◆ **Problem statement**: Rewrite the lines below as a numbered list, leaving out any blank lines.

-- Supplied data start --

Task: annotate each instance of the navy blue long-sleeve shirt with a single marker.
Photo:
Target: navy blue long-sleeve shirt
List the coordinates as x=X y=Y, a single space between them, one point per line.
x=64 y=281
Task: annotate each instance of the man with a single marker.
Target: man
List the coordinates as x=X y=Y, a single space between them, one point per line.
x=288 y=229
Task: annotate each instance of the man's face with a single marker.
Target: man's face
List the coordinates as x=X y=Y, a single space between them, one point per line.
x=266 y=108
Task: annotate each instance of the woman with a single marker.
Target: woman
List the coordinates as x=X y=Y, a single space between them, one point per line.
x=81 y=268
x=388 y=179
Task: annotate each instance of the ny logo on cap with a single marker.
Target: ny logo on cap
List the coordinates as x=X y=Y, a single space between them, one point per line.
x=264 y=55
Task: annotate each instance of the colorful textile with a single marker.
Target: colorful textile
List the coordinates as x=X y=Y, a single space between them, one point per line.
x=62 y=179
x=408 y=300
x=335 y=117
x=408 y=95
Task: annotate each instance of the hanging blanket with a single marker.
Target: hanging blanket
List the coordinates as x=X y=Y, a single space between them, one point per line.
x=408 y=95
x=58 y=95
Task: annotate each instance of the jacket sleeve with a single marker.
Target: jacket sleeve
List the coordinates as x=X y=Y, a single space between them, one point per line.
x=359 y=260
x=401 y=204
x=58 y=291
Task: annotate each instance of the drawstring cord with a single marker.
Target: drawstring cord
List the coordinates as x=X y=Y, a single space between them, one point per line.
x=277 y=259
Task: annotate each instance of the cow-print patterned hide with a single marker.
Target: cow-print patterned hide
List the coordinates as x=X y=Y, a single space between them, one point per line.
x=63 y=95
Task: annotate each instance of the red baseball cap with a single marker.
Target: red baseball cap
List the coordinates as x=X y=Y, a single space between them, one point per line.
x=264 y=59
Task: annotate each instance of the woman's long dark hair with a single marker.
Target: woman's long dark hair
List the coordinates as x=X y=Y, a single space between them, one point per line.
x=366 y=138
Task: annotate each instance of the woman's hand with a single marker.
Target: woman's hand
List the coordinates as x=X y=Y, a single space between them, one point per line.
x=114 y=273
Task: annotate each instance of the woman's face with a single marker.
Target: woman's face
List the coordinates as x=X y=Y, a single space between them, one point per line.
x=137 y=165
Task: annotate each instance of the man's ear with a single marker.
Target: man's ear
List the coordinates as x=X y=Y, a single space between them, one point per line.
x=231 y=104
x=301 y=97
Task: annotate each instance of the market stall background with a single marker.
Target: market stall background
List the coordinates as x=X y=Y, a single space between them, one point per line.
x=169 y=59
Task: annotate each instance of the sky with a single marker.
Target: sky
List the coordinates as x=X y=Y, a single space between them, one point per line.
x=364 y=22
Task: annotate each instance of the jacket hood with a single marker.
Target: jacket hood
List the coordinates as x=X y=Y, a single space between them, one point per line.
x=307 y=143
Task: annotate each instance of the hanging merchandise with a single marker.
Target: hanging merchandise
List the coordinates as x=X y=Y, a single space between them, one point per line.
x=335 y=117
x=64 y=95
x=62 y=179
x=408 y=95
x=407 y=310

-- Supplied data end --

◆ **Full solution**:
1. Task: annotate each instance of the navy blue long-sleeve shirt with a single marker.
2. Photo:
3. Target: navy blue long-sleeve shirt
4. List the coordinates as x=X y=Y, a single space between them, one point per line.
5. x=64 y=281
6. Task: annotate each instance of the man with a single marker.
7. Target: man
8. List the coordinates as x=X y=Y, a single space between them, one point per line.
9. x=288 y=229
10. Task: annotate each instance of the man's face with a single marker.
11. Target: man's face
12. List the coordinates as x=X y=Y, a single space between them, one point per line.
13. x=266 y=108
14. Task: annotate each instance of the woman with a single marker.
15. Target: woman
16. List the coordinates as x=X y=Y, a single space between them, one point per line.
17. x=81 y=268
18. x=388 y=179
19. Task: annotate each instance of the ny logo on cap with a single marker.
20. Target: ny logo on cap
21. List the coordinates as x=X y=Y, a single space between them, one point per line.
22. x=264 y=55
23. Task: annotate each instance of the colorful textile with a single marker.
24. Target: colorful textile
25. List the coordinates as x=X y=Y, a single space between them, one point per line.
26. x=62 y=179
27. x=408 y=300
28. x=335 y=117
29. x=408 y=95
30. Task: annotate each instance of the hanging blanket with a single marker.
31. Target: hanging blanket
32. List the coordinates as x=X y=Y, a single space between them, one point per line.
33. x=408 y=95
34. x=58 y=95
35. Task: annotate each instance of the jacket sleeve with a single marker.
36. Target: jacket sleeve
37. List the coordinates as x=X y=Y, a single space between them, one point per line.
38. x=359 y=260
39. x=401 y=204
40. x=58 y=291
41. Task: annotate each instance of the drawstring cord with a single marker.
42. Target: drawstring cord
43. List the coordinates as x=X y=Y, a single space between them, one point per line.
44. x=277 y=259
45. Task: annotate each instance of the cow-print patterned hide with a single marker.
46. Target: cow-print patterned hide
47. List the coordinates as x=X y=Y, a single space between them, one point per line.
48. x=63 y=95
49. Task: annotate each instance of the red baseball cap with a single marker.
50. Target: red baseball cap
51. List the coordinates as x=X y=Y, a single space between them, one point per line.
52. x=264 y=59
53. Task: annotate each instance of the woman's long dark hair with a single marker.
54. Target: woman's long dark hair
55. List the coordinates as x=X y=Y, a single space between them, one point per line.
56. x=366 y=138
57. Task: annotate each instance of the woman's hand with a single marker.
58. Target: woman's hand
59. List the coordinates as x=X y=Y, a single space between them, one point per line.
60. x=114 y=273
61. Task: annotate each instance of the woman's face with a single marker.
62. Target: woman's face
63. List the coordinates as x=X y=Y, a single space between them, one point per line.
64. x=137 y=165
65. Task: annotate each instance of the man's ear with a single marker.
66. Target: man's ear
67. List the coordinates as x=X y=Y, a single space between them, one point per line.
68. x=231 y=104
69. x=301 y=97
70. Task: annotate each instance of the market stall background with a single marker.
71. Target: market stall background
72. List the coordinates as x=X y=Y, a single space between them, one point per line.
73. x=169 y=59
74. Task: annotate each instance of the sky with a single marker.
75. Target: sky
76. List the coordinates as x=X y=Y, a single space between them, one point per line.
77. x=364 y=22
78. Task: annotate each instance of the jacket hood with a single marker.
79. Target: jacket hood
80. List the coordinates as x=X y=Y, a single space between them, one point per line.
81. x=307 y=143
82. Task: annotate each instance of the hanging merchandise with a single marker.
83. Target: hanging merchandise
84. List the coordinates as x=X y=Y, a single space between them, one point per line.
85. x=335 y=117
86. x=64 y=95
87. x=62 y=179
88. x=408 y=95
89. x=407 y=310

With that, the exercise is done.